▸ **TEXTE DU DOCUMENT**:
Débit réservé - Destruction de frayères
Cour de Cassation
Chambre criminelle
Audience publique du 25 janvier 2005
Rejet
Résumé du jugement
1) sur le débit réservé
l’arrêté préfectoral du 3 mars 1994 autorise la SARL Hydroforce du Haut Vivarais à exploiter la micro centrale sur la Deume avec un débit réservé de 260 l/s
les agents du CSP ont relevé, le 2 novembre 2000, que le débit réservé était nul
il est établi que cela est le résultat de travaux de démolition faits par des tiers en amont et "qu’en conséquence, les faits ne sauraient être imputés aux prévenus"

▸ **LIGNES DE LA TÂCHE**:

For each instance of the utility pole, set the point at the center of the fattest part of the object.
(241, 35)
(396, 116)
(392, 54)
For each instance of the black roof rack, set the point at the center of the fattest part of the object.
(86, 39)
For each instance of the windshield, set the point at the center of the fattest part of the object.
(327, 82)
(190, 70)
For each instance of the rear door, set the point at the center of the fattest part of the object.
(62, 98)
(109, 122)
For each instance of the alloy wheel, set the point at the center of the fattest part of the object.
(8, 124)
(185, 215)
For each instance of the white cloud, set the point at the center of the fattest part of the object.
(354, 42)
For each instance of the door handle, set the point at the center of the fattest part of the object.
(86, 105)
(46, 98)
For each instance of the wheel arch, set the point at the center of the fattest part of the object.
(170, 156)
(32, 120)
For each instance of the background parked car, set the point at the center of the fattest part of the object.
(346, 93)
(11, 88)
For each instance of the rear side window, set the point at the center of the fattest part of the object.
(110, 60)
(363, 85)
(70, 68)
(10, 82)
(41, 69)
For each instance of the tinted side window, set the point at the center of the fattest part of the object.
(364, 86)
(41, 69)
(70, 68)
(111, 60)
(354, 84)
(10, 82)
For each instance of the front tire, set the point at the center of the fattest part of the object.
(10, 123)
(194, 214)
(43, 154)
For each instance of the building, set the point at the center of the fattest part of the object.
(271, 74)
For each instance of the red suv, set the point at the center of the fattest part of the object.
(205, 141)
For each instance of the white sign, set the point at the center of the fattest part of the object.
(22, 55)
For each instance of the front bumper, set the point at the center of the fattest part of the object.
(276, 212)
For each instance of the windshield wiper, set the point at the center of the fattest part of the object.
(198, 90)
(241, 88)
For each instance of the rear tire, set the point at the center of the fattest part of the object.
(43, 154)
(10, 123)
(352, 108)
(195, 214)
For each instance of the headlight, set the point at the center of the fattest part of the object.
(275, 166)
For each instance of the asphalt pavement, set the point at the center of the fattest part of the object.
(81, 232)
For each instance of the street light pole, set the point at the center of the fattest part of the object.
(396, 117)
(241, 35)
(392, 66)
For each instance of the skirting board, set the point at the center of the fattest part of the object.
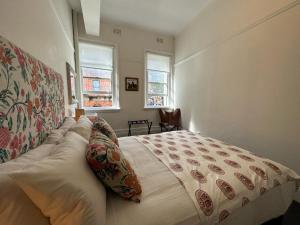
(137, 131)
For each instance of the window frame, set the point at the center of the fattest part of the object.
(169, 84)
(114, 79)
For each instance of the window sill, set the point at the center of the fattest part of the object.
(102, 109)
(157, 107)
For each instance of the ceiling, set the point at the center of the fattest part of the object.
(164, 16)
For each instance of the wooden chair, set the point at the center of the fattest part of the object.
(170, 119)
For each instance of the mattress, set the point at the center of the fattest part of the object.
(165, 201)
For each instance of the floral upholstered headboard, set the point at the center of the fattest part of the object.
(31, 101)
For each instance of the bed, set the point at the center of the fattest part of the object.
(186, 179)
(165, 199)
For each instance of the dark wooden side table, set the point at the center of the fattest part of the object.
(133, 122)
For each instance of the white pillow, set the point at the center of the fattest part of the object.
(15, 206)
(63, 186)
(68, 123)
(83, 127)
(55, 136)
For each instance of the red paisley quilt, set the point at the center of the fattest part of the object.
(219, 178)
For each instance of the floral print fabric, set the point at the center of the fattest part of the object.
(219, 178)
(110, 165)
(101, 125)
(31, 101)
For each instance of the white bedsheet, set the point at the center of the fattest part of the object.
(165, 201)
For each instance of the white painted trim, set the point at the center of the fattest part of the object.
(115, 79)
(171, 77)
(61, 25)
(241, 31)
(123, 132)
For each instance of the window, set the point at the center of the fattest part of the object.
(97, 71)
(158, 79)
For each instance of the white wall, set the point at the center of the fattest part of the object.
(131, 47)
(237, 76)
(42, 28)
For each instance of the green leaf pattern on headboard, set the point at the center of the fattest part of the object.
(31, 101)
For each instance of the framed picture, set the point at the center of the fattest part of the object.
(71, 78)
(132, 84)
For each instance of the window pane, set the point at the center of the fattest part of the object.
(158, 62)
(156, 101)
(157, 77)
(95, 72)
(157, 88)
(96, 79)
(96, 55)
(97, 100)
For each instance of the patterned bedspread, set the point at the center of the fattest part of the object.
(219, 178)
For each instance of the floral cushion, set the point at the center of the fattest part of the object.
(31, 101)
(111, 167)
(101, 125)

▸ **CONSIGNE ÉCRITE A**: Indiquez si chacune des affirmations suivantes concorde avec le résumé du jugement, en répondant par oui ou par non et en citant les mots décisifs de ce résumé : (i) l'arrêté préfectoral de 1994 fixe le débit réservé de la micro centrale à 260 l/s ; (ii) les agents du CSP ont constaté un débit réservé nul lors de leur relevé de novembre 2000 ; (iii) les travaux de démolition ont été réalisés par la société exploitante elle-même.
▸ **CONSIGNE ÉCRITE B**: Renvoyez, parmi les lignes ci-dessus, chacune de celles qui contiennent le mot "window".

▸ **RÉPONSE ÉCRITE A**:
(i) Oui : « avec un débit réservé de 260 l/s ».
(ii) Oui : « le débit réservé était nul ».
(iii) Non : « faits par des tiers en amont ».

▸ **RÉPONSE ÉCRITE B**:
For each instance of the rear side window, set the point at the center of the fattest part of the object.
For each instance of the tinted side window, set the point at the center of the fattest part of the object.
For each instance of the window frame, set the point at the center of the fattest part of the object.
For each instance of the window sill, set the point at the center of the fattest part of the object.
For each instance of the window, set the point at the center of the fattest part of the object.
For each instance of the window pane, set the point at the center of the fattest part of the object.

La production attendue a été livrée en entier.